__Supplied material__.
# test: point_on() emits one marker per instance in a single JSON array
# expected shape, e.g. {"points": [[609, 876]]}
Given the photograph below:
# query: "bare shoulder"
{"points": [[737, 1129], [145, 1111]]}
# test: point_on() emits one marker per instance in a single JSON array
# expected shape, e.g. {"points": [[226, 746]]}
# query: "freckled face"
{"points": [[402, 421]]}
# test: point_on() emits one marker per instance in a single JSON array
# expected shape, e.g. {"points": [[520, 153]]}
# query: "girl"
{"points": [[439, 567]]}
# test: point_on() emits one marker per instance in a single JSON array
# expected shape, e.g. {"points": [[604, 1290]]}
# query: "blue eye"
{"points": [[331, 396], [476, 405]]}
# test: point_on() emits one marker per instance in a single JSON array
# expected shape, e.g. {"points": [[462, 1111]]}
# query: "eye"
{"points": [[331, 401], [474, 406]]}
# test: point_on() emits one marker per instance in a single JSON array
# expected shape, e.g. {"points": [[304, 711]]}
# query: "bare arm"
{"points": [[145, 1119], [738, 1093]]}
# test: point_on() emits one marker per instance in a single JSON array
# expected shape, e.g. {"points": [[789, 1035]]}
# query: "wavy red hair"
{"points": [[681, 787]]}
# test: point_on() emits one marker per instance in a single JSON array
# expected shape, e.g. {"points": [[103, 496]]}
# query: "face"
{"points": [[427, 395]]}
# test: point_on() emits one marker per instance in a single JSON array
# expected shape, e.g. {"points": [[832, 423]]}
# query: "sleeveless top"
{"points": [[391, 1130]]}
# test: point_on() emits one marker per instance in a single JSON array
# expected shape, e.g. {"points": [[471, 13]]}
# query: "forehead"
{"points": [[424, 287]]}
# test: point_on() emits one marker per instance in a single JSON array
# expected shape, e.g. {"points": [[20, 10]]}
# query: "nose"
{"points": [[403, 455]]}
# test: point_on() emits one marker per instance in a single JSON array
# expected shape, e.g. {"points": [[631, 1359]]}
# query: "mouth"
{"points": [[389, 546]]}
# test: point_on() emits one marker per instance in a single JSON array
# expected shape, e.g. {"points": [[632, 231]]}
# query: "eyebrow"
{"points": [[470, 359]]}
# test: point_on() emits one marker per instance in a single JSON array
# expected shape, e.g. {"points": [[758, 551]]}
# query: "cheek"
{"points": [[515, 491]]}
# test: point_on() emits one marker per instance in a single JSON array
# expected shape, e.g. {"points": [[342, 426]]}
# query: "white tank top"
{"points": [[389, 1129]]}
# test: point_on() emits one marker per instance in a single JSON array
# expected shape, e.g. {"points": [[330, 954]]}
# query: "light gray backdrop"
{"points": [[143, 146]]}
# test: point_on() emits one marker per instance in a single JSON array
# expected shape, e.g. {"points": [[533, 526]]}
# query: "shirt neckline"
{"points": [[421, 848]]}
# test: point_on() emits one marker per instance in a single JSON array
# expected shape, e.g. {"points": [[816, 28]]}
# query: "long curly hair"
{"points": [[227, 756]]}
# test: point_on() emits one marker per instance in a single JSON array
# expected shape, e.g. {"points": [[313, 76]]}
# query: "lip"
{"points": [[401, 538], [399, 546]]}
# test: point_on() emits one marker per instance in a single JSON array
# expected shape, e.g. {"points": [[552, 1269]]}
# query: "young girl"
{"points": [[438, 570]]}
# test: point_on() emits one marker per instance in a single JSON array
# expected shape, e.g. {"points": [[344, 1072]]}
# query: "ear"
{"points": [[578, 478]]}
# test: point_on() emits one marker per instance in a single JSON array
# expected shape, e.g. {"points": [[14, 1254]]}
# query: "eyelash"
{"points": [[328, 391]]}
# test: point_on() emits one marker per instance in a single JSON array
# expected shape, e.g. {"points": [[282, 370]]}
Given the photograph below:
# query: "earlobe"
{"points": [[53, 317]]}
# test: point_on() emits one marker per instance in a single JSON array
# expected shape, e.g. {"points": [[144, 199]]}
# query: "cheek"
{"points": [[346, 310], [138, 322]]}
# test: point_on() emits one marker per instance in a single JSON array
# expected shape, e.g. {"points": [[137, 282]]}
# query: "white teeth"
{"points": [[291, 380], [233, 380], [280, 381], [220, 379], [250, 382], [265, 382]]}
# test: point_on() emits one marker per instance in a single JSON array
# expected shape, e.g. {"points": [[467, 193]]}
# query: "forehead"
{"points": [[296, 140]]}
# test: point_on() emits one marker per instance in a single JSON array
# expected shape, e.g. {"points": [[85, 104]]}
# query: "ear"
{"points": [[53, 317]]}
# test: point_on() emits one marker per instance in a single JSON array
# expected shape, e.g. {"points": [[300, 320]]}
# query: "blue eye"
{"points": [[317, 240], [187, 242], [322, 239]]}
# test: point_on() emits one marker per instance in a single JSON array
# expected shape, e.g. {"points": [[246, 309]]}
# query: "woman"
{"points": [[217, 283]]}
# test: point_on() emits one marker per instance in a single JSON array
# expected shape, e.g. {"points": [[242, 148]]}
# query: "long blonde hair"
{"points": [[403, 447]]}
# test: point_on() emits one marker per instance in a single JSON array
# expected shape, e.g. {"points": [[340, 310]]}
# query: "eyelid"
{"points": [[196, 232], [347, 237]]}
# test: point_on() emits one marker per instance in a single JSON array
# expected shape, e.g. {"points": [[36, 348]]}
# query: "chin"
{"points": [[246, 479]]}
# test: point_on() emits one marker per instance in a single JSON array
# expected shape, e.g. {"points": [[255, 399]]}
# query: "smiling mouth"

__Exercise requirements__. Once the listing above has been read, restate it exactly.

__Solution below__.
# test: point_on() emits one marker per instance in a single JSON array
# expected shape, e.g. {"points": [[609, 876]]}
Given the photograph below:
# query: "bare shoulder"
{"points": [[737, 1129], [145, 1111]]}
# test: point_on() emits one marker per instance in a single JSON array
# expected shape, e.g. {"points": [[226, 746]]}
# query: "freckled face"
{"points": [[402, 421]]}
# test: point_on() emits one marker per instance in a single JSON array
# expected shape, e.g. {"points": [[520, 153]]}
# query: "girl"
{"points": [[439, 567]]}
# test: point_on() emits one marker per instance in a single JSON array
# expected shape, e.g. {"points": [[604, 1290]]}
# query: "blue eye"
{"points": [[331, 396], [476, 405]]}
# test: point_on() emits one marker per instance in a single JSON array
# expected shape, e.g. {"points": [[462, 1111]]}
# query: "eye"
{"points": [[331, 401], [474, 406]]}
# test: point_on() emits one marker per instance in a single JSON array
# expected shape, e.g. {"points": [[304, 711]]}
# query: "bare arm"
{"points": [[145, 1119], [738, 1093]]}
# test: point_on() emits one marker per instance in a single JSON array
# expected shape, e.g. {"points": [[789, 1035]]}
# query: "wavy red hair"
{"points": [[681, 787]]}
# test: point_on() emits one marker per instance in a single JSON array
# expected shape, e.g. {"points": [[103, 496]]}
# query: "face"
{"points": [[427, 395]]}
# test: point_on() emits one marker per instance in a single JSON array
# expected shape, e.g. {"points": [[832, 423]]}
# query: "sleeveless top"
{"points": [[391, 1130]]}
# test: point_on() emits one marker per instance in a single JSON array
# expected shape, e.g. {"points": [[471, 13]]}
# query: "forehead"
{"points": [[424, 287]]}
# test: point_on() emits one marker per instance in a single JSON array
# expected shape, e.g. {"points": [[20, 10]]}
# query: "nose"
{"points": [[403, 455]]}
# test: point_on() emits one marker per instance in a single JSON array
# expected shape, e.g. {"points": [[631, 1359]]}
# query: "mouth"
{"points": [[389, 546]]}
# test: point_on() emits one marker per instance in a single JSON array
# expected shape, e.g. {"points": [[632, 231]]}
# query: "eyebrow"
{"points": [[470, 359]]}
# test: point_on() emits one marker per instance in a single JSON array
# expected shape, e.g. {"points": [[758, 551]]}
# query: "cheek"
{"points": [[515, 491]]}
# test: point_on() emits one marker per instance in a single JSON array
# expected shape, e.g. {"points": [[342, 426]]}
# query: "white tank top"
{"points": [[389, 1129]]}
# test: point_on() emits one marker per instance in a single JSON array
# expected shape, e.g. {"points": [[330, 954]]}
# query: "light gray backdrop"
{"points": [[143, 146]]}
# test: point_on() emits one marker per instance in a single JSON array
# expected shape, e.g. {"points": [[533, 526]]}
# query: "shirt neckline"
{"points": [[421, 848]]}
# test: point_on() emits one marker per instance in a single JSON array
# expected shape, e.g. {"points": [[816, 28]]}
# query: "long curly hair"
{"points": [[227, 756]]}
# test: point_on() emits one marker per instance in a single JSON array
# expected shape, e.g. {"points": [[313, 76]]}
# query: "lip"
{"points": [[401, 538], [399, 546]]}
# test: point_on() emits one marker per instance in a single JSON array
# expected shape, e.g. {"points": [[552, 1269]]}
# query: "young girl"
{"points": [[438, 570]]}
# test: point_on() emits one marker per instance in a single JSON array
# expected shape, e.g. {"points": [[344, 1072]]}
# query: "ear"
{"points": [[578, 478]]}
# test: point_on() emits one marker per instance in a single JSON array
# expected shape, e.g. {"points": [[14, 1254]]}
# query: "eyelash"
{"points": [[328, 391]]}
# test: point_on() emits one marker per instance in a single JSON array
# expected shape, e.g. {"points": [[282, 370]]}
Given the photograph below:
# query: "earlobe"
{"points": [[53, 317]]}
# test: point_on() emits one marker per instance in a single JSON array
# expected shape, e.g. {"points": [[144, 199]]}
# query: "cheek"
{"points": [[346, 310], [138, 322]]}
# test: point_on() emits one marker per instance in a single JSON array
# expected shape, e.g. {"points": [[137, 282]]}
# query: "white teeth"
{"points": [[291, 380], [233, 380], [280, 381], [220, 379], [250, 382], [265, 382]]}
# test: point_on() emits one marker per instance in a single JSON array
# expected shape, e.g. {"points": [[467, 193]]}
# query: "forehead"
{"points": [[296, 140]]}
# test: point_on() emits one marker per instance in a single JSON array
# expected shape, e.g. {"points": [[85, 104]]}
# query: "ear"
{"points": [[53, 317]]}
# test: point_on() emits one marker per instance in a single JSON array
# expected shape, e.g. {"points": [[300, 320]]}
# query: "blue eye"
{"points": [[317, 240], [187, 242], [322, 239]]}
# test: point_on() emits one marker per instance in a single JSON array
# expected shape, e.g. {"points": [[246, 309]]}
# query: "woman"
{"points": [[217, 283]]}
# test: point_on() emits one marker per instance in a single JSON array
# expected shape, e.g. {"points": [[242, 148]]}
# query: "long blonde hair"
{"points": [[403, 447]]}
# test: point_on() emits one marker per instance in a single JSON array
# expected shape, e.g. {"points": [[340, 310]]}
# query: "eyelid"
{"points": [[196, 232], [347, 237]]}
# test: point_on() emits one marker per instance in a single JSON array
# expected shape, e.g. {"points": [[36, 348]]}
# query: "chin"
{"points": [[246, 479]]}
# test: point_on() emits one marker per instance in a single JSON array
# expected shape, e.g. {"points": [[255, 399]]}
# query: "smiling mouth"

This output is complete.